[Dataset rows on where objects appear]
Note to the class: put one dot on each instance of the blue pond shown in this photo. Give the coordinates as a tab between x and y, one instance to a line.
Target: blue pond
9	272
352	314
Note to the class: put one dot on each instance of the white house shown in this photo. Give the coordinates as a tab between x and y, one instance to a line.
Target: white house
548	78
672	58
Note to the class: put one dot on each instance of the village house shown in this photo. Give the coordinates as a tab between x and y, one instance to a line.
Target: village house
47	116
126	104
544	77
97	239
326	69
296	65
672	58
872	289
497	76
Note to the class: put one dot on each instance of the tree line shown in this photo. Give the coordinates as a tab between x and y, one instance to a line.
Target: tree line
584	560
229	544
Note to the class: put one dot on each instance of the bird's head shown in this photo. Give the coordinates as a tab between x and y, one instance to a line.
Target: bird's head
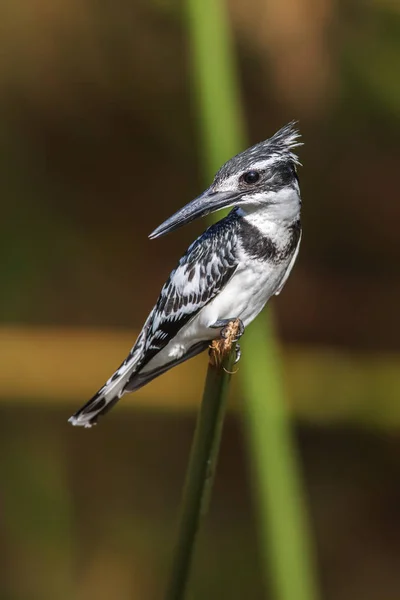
261	176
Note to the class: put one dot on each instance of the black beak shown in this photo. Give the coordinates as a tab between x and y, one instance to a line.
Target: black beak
203	205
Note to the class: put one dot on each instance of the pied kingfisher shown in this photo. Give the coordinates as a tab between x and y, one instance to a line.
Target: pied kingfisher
229	272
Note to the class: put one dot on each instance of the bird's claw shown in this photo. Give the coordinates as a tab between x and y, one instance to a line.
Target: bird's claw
226	328
238	353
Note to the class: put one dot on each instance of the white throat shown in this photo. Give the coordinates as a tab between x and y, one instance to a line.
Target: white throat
271	211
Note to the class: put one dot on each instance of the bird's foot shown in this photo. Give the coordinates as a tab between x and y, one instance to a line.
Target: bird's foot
238	353
227	325
231	331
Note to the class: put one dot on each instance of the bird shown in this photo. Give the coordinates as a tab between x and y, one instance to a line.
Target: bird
228	273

> WORK TO DO: Output the items from the line containing "of the pied" through the final item as a two-column CSV with headers item and answer, one row per item. Put each value in a single quoted field and replace any line breaks in it with spaces.

> FINISHED EXERCISE:
item,answer
"Note to the class: put one dot on each instance of the pied kingfisher shown in this photo. Give the coordinates as a tab between x and y, one instance to a line. Target: pied kingfisher","229	272"
"Note to the class: put one dot on each instance of the bird's claw shown in this photo. Give the coordinates as a tab between x and y, one instance to a line. Target: bird's claw","226	328 238	353"
"Note to the class: put one dot on each instance of the white throat shown in this photo. Give the coordinates as a tab between x and y, one instance to a line. Target: white throat","271	211"
"Note to the class: put one dot on each instance of the bird's foot shown in this photo. Give the coordinates as a tab between x and y, one instance to a line. Target: bird's foot","238	353 227	325 231	331"
"Note to the class: put one dot on each instance of the bird shown in this photo. Give the coordinates as a tab between x and y, one instance to a line. Target: bird","228	273"